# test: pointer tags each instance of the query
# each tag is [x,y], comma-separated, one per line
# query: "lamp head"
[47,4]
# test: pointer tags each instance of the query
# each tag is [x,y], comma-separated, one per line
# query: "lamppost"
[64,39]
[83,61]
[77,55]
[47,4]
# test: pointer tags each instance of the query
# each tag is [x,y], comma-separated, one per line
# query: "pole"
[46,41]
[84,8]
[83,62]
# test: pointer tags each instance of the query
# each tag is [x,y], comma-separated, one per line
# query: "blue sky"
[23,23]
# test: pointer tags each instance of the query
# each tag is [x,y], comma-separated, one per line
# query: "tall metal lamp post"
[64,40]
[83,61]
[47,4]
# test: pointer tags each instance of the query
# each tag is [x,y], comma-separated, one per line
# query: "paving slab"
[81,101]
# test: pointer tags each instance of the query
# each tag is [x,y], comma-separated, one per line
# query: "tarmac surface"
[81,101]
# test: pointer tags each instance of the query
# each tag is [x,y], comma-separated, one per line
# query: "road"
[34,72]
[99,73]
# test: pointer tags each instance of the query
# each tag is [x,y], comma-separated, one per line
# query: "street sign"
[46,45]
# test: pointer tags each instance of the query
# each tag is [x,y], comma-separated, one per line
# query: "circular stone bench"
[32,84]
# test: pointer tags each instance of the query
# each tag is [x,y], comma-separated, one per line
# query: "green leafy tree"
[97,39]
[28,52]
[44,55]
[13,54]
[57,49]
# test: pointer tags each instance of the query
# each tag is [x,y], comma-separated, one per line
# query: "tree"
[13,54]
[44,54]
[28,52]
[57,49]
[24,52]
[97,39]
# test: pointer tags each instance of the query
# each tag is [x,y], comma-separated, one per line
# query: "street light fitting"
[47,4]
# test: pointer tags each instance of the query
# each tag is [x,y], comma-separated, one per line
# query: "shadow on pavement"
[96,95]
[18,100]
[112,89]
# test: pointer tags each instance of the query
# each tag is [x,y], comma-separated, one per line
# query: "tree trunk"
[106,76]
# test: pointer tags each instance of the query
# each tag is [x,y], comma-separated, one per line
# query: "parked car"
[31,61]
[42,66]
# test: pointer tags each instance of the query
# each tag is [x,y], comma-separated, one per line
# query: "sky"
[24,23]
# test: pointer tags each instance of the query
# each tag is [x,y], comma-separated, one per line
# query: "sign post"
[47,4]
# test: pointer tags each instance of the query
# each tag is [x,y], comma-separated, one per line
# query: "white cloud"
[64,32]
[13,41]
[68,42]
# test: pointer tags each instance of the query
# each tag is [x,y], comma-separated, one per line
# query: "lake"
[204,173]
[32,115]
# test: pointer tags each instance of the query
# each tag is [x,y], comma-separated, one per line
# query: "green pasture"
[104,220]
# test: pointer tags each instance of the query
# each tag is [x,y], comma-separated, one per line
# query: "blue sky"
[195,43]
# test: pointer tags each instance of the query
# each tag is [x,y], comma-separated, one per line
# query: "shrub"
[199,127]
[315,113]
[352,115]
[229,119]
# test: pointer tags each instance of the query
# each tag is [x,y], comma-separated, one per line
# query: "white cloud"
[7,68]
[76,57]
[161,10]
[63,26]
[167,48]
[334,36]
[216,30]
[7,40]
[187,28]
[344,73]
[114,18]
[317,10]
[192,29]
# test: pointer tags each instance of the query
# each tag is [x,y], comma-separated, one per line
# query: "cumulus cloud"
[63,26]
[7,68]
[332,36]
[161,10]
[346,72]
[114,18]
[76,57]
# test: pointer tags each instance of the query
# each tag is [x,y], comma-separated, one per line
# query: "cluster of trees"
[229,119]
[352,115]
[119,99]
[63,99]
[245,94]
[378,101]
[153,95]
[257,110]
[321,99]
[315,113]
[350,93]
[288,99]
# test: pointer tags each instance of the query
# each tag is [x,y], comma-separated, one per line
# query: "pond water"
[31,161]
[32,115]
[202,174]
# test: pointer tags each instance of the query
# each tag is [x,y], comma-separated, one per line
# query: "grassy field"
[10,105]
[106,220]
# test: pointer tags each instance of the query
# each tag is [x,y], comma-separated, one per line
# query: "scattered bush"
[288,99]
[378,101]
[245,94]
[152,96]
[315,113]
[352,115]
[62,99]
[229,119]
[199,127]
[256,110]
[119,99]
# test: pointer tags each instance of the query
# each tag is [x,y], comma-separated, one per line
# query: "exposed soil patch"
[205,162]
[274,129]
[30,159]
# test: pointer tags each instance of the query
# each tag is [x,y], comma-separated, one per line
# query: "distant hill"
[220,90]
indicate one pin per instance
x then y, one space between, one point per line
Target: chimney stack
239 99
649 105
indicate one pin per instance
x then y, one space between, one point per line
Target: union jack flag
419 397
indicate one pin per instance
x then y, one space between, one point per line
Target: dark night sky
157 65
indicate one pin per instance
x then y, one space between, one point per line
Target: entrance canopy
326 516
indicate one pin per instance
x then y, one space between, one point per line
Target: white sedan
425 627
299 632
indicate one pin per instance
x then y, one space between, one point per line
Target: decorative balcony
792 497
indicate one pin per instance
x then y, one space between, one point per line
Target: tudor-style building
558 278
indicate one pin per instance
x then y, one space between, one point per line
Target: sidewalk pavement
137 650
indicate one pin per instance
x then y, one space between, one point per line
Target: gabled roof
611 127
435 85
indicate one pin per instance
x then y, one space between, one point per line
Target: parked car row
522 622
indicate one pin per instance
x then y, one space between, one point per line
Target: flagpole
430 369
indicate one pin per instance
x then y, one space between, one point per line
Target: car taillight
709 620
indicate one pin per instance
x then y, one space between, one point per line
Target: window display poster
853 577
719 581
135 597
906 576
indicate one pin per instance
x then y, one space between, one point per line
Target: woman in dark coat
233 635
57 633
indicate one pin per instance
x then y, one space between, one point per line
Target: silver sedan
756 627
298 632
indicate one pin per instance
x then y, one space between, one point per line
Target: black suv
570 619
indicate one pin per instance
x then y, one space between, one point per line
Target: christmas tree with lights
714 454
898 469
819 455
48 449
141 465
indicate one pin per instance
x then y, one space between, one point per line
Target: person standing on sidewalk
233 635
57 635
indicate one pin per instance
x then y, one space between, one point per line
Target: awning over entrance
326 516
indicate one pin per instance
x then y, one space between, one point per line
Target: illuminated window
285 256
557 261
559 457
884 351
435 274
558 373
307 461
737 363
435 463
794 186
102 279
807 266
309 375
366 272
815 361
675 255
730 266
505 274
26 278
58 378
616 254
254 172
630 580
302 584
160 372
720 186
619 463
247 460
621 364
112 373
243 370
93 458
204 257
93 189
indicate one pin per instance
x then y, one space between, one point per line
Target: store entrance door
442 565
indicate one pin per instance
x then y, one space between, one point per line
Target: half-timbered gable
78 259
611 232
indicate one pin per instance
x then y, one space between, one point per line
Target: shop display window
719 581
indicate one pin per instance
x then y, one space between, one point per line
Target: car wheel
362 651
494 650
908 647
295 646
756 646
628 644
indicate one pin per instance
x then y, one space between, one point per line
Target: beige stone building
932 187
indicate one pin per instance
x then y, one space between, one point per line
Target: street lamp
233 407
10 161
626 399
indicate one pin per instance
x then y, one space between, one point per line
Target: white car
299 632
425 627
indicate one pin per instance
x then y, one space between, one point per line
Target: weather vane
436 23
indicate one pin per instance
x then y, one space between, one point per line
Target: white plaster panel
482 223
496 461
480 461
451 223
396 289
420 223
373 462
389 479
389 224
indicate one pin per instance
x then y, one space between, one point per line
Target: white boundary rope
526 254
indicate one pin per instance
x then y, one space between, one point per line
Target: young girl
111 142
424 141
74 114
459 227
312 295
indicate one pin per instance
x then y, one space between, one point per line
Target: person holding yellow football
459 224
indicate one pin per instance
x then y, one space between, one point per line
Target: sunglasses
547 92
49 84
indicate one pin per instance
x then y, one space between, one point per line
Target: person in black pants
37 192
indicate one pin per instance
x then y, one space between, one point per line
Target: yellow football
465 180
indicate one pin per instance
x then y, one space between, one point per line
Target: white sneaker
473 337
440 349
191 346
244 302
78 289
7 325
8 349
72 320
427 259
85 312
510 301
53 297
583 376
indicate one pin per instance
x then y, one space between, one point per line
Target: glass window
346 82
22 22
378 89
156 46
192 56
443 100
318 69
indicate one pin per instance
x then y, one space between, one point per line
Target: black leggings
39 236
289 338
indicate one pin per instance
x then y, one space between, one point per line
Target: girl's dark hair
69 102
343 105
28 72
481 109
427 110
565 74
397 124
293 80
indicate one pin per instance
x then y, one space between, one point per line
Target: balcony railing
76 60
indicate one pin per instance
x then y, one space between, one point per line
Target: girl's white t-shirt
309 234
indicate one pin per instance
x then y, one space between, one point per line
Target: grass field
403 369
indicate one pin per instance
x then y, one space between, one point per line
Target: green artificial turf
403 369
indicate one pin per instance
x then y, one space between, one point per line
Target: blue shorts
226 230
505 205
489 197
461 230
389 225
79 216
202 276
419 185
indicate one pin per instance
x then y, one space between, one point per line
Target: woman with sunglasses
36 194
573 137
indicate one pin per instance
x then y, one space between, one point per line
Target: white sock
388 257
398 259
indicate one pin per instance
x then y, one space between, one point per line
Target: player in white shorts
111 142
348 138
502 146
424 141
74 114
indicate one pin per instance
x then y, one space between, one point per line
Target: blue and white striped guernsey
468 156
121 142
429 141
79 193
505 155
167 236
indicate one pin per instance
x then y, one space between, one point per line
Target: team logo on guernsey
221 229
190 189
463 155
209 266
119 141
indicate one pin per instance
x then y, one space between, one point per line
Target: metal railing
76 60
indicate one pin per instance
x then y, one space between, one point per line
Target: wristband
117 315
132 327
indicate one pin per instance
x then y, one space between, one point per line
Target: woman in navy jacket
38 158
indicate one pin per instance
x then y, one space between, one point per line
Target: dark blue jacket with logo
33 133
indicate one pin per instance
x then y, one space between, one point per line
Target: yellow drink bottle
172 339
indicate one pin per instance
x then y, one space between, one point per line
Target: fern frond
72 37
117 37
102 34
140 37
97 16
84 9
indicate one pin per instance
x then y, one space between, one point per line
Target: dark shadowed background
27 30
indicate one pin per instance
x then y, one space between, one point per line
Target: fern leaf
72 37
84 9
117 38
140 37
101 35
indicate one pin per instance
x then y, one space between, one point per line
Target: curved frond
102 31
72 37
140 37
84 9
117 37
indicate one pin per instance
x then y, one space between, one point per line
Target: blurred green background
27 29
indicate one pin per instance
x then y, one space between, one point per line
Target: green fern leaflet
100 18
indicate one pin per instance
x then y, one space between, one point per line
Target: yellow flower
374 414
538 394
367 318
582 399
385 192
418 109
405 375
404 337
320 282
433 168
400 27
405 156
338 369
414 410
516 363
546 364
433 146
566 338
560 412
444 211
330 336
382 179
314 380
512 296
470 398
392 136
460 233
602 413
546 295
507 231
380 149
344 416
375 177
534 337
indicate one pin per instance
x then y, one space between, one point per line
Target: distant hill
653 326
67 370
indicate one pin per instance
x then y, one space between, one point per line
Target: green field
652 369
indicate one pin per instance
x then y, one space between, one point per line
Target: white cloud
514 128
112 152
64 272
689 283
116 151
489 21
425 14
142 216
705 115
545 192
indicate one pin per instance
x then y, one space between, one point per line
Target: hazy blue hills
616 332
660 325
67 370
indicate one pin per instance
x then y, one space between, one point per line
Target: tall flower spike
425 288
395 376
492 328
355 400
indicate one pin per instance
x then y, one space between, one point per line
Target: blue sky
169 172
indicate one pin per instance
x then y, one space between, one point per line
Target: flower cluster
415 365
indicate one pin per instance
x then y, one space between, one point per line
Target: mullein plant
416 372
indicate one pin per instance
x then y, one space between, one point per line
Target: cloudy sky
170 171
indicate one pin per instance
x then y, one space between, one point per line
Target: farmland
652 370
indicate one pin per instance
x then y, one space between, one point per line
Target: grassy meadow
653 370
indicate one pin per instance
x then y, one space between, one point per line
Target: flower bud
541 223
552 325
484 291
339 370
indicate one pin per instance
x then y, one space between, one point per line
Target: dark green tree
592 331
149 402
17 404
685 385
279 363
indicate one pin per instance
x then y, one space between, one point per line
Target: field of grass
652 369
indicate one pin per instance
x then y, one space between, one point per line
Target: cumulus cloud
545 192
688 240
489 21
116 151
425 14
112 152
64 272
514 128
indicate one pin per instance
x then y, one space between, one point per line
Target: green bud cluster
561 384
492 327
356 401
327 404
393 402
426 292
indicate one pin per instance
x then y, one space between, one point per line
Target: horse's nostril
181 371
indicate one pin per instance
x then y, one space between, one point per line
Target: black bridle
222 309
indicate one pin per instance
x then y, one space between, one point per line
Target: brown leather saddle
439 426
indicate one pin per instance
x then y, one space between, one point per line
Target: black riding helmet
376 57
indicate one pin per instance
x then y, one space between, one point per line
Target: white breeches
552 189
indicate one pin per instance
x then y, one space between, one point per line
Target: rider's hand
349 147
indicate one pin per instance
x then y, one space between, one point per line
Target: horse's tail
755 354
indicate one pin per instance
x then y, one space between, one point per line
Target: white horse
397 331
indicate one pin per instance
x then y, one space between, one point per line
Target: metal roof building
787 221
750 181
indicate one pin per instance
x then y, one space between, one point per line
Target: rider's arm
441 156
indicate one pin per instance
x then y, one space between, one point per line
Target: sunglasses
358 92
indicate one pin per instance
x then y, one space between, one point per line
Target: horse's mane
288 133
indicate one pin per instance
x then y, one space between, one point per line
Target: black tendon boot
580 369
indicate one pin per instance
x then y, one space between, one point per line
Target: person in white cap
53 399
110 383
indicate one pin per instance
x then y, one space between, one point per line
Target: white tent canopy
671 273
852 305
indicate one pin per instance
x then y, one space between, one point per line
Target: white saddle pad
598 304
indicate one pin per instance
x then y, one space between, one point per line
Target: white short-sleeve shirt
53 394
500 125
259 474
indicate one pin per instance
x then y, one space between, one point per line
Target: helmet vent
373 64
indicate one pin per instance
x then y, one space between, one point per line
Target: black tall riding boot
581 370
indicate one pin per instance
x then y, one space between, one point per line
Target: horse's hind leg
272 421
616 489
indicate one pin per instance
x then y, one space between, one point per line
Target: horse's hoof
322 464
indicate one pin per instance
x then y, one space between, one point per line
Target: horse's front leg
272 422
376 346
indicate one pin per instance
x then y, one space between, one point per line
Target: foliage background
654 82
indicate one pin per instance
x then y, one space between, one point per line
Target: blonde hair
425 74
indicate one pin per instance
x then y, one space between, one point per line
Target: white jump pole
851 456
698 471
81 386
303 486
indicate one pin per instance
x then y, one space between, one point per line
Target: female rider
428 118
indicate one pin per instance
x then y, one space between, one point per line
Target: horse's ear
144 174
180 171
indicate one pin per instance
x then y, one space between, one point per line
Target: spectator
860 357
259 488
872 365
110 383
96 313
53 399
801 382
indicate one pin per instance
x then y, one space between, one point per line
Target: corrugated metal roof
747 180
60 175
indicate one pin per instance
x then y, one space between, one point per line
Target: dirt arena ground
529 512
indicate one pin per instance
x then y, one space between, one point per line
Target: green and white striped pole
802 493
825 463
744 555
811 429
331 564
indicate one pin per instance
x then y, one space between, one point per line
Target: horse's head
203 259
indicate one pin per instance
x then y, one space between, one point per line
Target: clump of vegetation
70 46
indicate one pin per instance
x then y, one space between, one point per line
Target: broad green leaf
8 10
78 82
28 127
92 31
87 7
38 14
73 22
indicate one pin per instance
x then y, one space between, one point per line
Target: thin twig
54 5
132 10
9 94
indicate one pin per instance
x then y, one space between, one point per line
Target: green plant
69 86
* * *
(Assignment): The line with "Target: spectator" through the last line of the entries above: output exactly those lines and nothing else.

(Solution to this task):
Target: spectator
860 357
259 488
872 365
110 383
96 313
53 399
801 382
indicate one pin per instance
x then y, one space between, one point per line
Target: corrugated metal roof
747 180
60 175
indicate one pin per instance
x then y, one space between, one point per line
Target: dirt arena ground
529 512
indicate one pin per instance
x then y, one space between, one point per line
Target: green and white striped pole
802 493
825 463
744 555
811 429
331 564
indicate one pin per instance
x then y, one space between, one point per line
Target: horse's head
203 259
indicate one pin per instance
x then y, one space between, one point per line
Target: clump of vegetation
70 46
indicate one pin per instance
x then y, one space between, one point per line
Target: broad green leaf
8 10
78 82
28 127
92 31
87 7
38 14
73 22
indicate one pin per instance
x then y, one space between, one point per line
Target: thin twig
54 5
132 10
9 94
indicate one pin per instance
x then y, one space between, one point per line
Target: green plant
69 86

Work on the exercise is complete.